### What the task asks
Could you print the entries below exactly, starting at the line that contains "As a warehouse robot's perception module, locate red headband" and stopping after the last one?

[Records contained in a dataset]
= Beginning of Section =

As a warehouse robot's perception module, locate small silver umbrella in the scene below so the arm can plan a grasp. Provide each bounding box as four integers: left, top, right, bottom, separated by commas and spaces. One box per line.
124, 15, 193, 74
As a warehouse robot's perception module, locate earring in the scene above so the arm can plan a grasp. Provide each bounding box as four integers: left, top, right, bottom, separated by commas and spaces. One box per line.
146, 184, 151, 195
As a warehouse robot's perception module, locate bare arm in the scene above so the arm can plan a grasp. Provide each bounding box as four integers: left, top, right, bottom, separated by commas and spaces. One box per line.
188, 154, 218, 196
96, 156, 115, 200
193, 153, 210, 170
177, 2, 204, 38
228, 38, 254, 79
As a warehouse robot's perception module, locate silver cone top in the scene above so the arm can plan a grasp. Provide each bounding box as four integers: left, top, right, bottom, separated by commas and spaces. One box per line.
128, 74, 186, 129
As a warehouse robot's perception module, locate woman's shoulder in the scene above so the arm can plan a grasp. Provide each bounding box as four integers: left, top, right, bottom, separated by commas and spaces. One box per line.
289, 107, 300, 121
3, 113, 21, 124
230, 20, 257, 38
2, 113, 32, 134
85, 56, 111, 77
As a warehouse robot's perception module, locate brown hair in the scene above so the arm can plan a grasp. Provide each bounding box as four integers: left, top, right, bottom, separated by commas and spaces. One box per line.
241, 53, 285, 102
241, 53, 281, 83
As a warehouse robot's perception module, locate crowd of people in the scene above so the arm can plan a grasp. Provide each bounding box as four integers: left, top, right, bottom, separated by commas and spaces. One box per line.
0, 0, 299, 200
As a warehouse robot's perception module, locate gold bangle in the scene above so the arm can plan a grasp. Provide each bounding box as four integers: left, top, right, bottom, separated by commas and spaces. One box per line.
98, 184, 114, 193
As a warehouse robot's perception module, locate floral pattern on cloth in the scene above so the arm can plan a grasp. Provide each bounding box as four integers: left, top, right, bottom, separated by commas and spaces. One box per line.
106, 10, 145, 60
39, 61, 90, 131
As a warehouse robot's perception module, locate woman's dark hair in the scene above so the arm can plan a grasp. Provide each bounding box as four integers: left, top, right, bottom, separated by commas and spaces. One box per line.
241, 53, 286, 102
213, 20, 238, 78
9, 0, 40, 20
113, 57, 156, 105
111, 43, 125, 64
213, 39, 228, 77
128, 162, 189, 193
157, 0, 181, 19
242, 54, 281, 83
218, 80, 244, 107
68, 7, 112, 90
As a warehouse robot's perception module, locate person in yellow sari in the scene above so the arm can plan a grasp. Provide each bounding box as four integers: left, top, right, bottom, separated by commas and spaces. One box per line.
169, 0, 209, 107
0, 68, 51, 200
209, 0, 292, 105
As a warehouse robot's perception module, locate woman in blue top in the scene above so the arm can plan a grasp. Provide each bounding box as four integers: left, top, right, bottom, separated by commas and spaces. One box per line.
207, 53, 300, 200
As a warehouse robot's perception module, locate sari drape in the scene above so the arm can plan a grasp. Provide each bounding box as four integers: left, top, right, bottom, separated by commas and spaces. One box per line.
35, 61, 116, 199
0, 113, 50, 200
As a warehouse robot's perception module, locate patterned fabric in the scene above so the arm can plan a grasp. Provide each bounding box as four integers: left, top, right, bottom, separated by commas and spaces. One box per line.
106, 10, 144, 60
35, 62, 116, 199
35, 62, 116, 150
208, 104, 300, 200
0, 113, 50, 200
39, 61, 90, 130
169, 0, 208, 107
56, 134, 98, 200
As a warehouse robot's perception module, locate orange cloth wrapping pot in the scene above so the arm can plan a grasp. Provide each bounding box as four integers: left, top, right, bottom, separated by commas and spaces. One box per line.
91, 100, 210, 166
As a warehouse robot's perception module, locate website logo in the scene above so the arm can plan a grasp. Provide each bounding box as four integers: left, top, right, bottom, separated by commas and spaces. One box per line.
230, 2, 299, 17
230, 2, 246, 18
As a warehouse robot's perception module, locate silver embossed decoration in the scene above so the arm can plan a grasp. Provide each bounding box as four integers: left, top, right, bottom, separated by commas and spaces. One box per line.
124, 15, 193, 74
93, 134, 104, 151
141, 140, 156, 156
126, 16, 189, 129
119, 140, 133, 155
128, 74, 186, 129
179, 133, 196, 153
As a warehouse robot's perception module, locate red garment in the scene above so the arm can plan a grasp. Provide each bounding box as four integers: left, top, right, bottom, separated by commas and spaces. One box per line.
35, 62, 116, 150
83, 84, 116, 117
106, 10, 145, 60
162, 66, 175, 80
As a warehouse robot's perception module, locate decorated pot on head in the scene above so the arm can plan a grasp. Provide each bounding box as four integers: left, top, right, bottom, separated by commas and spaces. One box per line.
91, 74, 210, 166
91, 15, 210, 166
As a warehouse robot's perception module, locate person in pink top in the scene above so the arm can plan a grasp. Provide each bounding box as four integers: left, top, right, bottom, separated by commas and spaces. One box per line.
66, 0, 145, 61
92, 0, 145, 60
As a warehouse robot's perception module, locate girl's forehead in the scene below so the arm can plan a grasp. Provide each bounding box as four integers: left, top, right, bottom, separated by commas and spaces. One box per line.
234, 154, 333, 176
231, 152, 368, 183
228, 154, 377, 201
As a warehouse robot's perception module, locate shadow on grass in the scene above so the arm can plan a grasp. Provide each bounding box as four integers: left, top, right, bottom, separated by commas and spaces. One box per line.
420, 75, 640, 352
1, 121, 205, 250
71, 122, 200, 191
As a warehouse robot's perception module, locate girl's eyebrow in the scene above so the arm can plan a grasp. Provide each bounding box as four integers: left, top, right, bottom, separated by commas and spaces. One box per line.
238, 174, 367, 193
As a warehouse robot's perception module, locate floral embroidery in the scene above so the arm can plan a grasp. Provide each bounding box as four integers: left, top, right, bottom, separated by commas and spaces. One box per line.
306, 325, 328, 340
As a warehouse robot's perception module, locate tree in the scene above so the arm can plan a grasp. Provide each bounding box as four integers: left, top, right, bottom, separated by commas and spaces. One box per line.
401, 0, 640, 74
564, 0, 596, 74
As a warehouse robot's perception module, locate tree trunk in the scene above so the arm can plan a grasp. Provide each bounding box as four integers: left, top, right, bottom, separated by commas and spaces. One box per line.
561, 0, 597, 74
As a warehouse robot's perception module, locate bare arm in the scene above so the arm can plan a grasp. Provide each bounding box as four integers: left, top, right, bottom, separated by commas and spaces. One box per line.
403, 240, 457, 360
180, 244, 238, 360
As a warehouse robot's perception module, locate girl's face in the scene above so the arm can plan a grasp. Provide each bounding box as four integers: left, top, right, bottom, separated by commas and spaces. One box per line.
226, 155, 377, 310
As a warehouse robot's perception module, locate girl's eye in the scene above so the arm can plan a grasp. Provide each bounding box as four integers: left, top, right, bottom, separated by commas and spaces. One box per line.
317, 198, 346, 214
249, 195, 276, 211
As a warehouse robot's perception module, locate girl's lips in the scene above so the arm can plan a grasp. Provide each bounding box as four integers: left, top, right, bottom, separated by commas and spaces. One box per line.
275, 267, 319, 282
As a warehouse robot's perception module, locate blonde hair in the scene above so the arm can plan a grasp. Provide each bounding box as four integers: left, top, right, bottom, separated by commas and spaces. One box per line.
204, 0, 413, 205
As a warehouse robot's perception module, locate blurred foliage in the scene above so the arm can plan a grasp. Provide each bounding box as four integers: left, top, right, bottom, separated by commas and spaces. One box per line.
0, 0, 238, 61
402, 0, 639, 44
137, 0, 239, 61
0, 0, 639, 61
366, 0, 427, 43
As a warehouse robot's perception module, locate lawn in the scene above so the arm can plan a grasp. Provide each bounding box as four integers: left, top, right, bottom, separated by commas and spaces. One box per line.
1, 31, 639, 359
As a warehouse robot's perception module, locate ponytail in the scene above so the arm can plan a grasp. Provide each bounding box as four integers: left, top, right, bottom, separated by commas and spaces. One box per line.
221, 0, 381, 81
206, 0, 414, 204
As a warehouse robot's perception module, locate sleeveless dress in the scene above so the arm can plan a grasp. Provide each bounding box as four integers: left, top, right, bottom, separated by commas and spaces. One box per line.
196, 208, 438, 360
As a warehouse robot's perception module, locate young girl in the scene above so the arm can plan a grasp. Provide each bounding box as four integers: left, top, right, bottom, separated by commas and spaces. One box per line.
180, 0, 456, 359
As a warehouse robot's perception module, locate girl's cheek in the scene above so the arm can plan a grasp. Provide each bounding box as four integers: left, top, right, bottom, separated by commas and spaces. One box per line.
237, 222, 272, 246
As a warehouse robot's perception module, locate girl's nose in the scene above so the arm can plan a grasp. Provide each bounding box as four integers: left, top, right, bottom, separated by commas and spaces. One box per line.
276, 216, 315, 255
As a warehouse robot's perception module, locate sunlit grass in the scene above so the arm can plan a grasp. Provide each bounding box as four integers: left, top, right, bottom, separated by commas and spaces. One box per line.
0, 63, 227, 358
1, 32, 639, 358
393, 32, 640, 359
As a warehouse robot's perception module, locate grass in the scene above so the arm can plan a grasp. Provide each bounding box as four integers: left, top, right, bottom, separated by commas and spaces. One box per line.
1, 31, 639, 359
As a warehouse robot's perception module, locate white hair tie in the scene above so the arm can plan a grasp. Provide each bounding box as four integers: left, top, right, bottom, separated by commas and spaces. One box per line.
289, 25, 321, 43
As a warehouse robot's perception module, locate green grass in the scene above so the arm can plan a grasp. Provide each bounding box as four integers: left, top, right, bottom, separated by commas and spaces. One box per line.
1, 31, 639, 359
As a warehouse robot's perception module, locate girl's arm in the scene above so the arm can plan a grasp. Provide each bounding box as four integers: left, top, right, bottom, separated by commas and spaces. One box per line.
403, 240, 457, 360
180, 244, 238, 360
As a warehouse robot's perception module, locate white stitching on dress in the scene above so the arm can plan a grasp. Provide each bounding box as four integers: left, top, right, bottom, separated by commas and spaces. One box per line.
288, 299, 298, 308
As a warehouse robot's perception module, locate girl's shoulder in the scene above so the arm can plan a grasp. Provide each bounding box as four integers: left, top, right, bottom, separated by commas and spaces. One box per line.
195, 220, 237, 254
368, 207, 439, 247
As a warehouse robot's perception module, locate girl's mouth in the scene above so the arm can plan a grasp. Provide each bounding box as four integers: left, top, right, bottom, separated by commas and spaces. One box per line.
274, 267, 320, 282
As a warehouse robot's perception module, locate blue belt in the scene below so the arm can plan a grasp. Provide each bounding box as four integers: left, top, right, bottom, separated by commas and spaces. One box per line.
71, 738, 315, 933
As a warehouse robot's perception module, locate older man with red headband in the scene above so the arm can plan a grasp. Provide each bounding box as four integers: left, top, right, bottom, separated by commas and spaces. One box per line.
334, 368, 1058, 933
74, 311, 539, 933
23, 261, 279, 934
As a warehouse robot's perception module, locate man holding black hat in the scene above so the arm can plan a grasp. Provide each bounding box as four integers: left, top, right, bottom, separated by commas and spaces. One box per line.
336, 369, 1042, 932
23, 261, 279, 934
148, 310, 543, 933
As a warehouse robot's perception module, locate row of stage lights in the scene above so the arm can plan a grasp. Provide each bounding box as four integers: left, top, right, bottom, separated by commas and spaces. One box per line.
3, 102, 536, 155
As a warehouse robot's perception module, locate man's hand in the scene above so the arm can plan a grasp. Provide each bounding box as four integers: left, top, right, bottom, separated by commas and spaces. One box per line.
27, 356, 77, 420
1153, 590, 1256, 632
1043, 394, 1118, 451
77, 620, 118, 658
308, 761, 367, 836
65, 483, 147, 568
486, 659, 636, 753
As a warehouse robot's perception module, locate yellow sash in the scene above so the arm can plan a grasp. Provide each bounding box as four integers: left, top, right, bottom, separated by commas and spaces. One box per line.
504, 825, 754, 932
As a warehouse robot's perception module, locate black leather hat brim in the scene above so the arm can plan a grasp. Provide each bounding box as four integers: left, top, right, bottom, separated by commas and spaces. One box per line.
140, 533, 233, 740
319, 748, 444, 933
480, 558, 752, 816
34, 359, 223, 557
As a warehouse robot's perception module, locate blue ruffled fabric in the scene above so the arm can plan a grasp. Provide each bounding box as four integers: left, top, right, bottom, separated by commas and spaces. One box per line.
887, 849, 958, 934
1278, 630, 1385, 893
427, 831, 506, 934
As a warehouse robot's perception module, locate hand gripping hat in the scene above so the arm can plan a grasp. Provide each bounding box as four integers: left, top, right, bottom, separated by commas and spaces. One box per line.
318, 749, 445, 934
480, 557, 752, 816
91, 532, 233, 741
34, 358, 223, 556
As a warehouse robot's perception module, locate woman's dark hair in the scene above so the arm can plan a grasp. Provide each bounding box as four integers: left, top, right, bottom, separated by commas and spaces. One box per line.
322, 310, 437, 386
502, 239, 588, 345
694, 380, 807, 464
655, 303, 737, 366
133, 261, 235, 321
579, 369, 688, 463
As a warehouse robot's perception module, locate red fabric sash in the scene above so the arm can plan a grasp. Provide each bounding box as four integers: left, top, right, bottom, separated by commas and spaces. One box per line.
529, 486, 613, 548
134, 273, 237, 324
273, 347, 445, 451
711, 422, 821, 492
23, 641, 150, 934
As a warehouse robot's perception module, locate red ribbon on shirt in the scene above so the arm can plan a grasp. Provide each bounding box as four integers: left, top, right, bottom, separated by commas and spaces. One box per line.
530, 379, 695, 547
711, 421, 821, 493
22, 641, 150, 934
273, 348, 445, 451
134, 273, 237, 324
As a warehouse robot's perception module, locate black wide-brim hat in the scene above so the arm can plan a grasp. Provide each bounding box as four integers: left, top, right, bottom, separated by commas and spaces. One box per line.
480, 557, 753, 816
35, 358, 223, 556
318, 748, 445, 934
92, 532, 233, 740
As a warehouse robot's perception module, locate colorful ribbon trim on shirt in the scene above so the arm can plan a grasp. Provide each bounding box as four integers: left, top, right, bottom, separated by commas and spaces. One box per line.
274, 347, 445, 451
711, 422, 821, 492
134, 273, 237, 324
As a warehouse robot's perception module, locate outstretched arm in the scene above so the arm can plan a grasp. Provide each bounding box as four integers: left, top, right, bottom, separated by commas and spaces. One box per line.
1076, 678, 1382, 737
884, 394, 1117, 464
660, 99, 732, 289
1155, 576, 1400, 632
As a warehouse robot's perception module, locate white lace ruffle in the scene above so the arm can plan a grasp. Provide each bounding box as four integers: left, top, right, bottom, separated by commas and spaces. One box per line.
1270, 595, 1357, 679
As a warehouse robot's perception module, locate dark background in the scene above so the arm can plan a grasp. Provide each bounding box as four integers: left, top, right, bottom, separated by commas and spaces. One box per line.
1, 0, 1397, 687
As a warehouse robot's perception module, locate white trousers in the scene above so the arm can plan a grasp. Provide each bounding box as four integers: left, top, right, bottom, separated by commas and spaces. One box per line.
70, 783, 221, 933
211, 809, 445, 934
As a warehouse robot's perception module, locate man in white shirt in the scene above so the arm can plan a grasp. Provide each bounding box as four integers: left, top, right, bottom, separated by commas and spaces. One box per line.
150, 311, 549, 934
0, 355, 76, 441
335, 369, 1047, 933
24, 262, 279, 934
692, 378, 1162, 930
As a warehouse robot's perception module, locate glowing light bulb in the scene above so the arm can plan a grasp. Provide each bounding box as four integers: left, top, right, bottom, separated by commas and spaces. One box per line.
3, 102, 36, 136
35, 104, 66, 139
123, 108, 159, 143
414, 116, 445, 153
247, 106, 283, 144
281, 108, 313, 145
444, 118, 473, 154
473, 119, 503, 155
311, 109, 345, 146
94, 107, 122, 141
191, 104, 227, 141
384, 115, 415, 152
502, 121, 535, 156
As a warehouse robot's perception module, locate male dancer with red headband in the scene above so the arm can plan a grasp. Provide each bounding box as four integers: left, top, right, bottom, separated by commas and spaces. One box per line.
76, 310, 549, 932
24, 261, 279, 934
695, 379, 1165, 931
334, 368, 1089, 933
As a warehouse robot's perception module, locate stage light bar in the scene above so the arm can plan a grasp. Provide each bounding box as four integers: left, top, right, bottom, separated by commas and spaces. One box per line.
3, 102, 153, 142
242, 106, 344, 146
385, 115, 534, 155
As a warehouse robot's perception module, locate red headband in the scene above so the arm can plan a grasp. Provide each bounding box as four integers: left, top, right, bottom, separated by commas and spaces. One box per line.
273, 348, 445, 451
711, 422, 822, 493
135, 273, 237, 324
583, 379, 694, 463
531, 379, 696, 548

= End of Section =

### Answer below
As a warehouse robot's perception module, locate red headband in the scene above so the arm can plan a grasp. Provide each bounding box as four integers: left, top, right, bottom, separated by commas and spaces. One box per line.
273, 348, 445, 451
711, 422, 822, 493
135, 273, 237, 324
583, 379, 694, 463
531, 379, 696, 548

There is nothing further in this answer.